— START OF TASK DATA —
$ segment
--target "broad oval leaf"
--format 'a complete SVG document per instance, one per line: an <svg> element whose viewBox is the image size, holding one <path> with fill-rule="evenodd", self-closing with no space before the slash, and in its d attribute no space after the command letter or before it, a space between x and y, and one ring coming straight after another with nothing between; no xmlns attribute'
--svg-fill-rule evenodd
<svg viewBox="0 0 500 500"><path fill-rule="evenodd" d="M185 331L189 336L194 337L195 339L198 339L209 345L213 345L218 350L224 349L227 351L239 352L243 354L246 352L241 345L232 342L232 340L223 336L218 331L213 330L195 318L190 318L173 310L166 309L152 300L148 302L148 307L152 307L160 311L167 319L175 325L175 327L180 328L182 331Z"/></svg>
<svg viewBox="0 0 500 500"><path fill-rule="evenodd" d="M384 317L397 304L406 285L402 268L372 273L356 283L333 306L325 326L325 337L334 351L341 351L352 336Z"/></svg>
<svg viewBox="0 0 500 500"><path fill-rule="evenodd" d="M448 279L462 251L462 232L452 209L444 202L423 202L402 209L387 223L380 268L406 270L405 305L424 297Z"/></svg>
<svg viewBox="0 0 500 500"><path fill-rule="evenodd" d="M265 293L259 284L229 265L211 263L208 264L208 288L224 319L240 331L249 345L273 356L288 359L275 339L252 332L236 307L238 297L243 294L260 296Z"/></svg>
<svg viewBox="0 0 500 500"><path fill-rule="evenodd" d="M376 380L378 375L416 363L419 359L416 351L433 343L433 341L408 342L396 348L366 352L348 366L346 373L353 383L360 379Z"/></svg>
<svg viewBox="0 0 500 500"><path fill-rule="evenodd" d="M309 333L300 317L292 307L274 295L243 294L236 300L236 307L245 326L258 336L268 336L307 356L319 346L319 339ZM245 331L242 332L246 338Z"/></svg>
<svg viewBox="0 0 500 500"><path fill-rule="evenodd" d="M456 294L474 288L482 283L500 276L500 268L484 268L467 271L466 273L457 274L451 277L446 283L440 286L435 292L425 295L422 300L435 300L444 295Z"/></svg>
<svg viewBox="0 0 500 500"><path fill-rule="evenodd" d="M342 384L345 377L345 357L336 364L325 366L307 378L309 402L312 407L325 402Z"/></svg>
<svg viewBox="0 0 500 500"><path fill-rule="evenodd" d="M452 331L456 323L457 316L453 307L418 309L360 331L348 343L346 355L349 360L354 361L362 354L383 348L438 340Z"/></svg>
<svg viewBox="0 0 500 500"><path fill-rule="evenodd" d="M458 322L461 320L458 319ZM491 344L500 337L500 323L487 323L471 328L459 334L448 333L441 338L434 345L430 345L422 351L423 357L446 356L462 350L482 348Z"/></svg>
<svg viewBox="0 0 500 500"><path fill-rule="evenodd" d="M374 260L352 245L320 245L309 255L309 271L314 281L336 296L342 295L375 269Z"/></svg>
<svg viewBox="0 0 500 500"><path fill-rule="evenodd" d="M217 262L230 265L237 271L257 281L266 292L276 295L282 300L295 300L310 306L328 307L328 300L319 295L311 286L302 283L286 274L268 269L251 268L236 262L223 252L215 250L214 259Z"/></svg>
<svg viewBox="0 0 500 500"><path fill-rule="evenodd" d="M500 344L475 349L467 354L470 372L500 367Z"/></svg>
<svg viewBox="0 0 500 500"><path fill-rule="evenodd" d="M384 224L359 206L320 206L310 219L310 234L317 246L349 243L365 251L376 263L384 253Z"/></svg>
— END OF TASK DATA —
• [SHORT TASK]: Rewrite the records above, replacing "broad oval leaf" with "narrow pointed leaf" and leaving every other character as it is.

• [EXERCISE SOLUTION]:
$ segment
--target "narrow pointed leaf"
--format 'a complete SVG document per instance, one per line: an <svg> element whose viewBox is the image size, holding one <path> with fill-rule="evenodd", self-closing with no space before the slash, and in its d attribute no space after the command letter or before it, a space between x and y, and one ring coming straight after another with nothing between; no xmlns attribute'
--svg-fill-rule evenodd
<svg viewBox="0 0 500 500"><path fill-rule="evenodd" d="M185 331L189 336L194 337L195 339L198 339L209 345L213 345L218 350L224 349L227 351L239 352L243 354L246 352L241 345L232 342L232 340L223 336L218 331L213 330L195 318L190 318L173 310L166 309L152 300L148 302L148 307L152 307L160 311L167 319L175 325L175 327L180 328L182 331Z"/></svg>
<svg viewBox="0 0 500 500"><path fill-rule="evenodd" d="M384 317L397 304L406 285L402 268L372 273L356 283L333 306L325 326L325 337L334 351L341 351L352 336Z"/></svg>
<svg viewBox="0 0 500 500"><path fill-rule="evenodd" d="M448 279L462 251L462 232L452 209L444 202L423 202L402 209L387 223L380 268L406 270L405 305L424 297Z"/></svg>
<svg viewBox="0 0 500 500"><path fill-rule="evenodd" d="M265 293L259 284L229 265L211 263L208 264L208 288L224 319L240 331L249 345L273 356L288 359L275 339L252 332L236 307L238 297L243 294L260 296Z"/></svg>
<svg viewBox="0 0 500 500"><path fill-rule="evenodd" d="M376 380L378 375L416 363L419 359L416 351L433 343L433 341L408 342L396 348L366 352L348 366L346 373L353 383L360 379Z"/></svg>
<svg viewBox="0 0 500 500"><path fill-rule="evenodd" d="M309 333L300 317L292 307L274 295L243 294L236 300L236 307L245 326L258 336L268 336L307 356L319 346L319 339ZM245 331L242 332L246 338Z"/></svg>
<svg viewBox="0 0 500 500"><path fill-rule="evenodd" d="M456 294L474 288L482 283L500 276L500 268L484 268L467 271L466 273L457 274L451 277L446 283L440 286L435 292L425 295L422 300L435 300L444 295Z"/></svg>
<svg viewBox="0 0 500 500"><path fill-rule="evenodd" d="M342 384L345 377L345 357L336 364L325 366L307 378L309 402L312 407L325 402Z"/></svg>
<svg viewBox="0 0 500 500"><path fill-rule="evenodd" d="M452 331L456 323L457 316L453 307L418 309L360 331L348 343L346 355L349 360L354 361L362 354L383 348L438 340Z"/></svg>
<svg viewBox="0 0 500 500"><path fill-rule="evenodd" d="M458 322L461 320L458 319ZM491 344L500 337L500 323L487 323L471 328L459 334L448 333L441 338L434 345L430 345L422 351L423 357L446 356L462 350L482 348Z"/></svg>
<svg viewBox="0 0 500 500"><path fill-rule="evenodd" d="M374 260L352 245L320 245L309 255L309 271L314 281L336 296L342 295L375 269Z"/></svg>
<svg viewBox="0 0 500 500"><path fill-rule="evenodd" d="M217 262L230 265L237 271L257 281L266 292L276 295L282 300L295 300L310 306L328 307L328 300L319 295L311 286L302 283L286 274L268 269L251 268L236 262L223 252L215 250L214 259Z"/></svg>
<svg viewBox="0 0 500 500"><path fill-rule="evenodd" d="M500 344L475 349L467 354L470 372L500 367Z"/></svg>
<svg viewBox="0 0 500 500"><path fill-rule="evenodd" d="M384 224L359 206L320 206L310 219L310 234L317 246L349 243L365 251L376 263L384 253Z"/></svg>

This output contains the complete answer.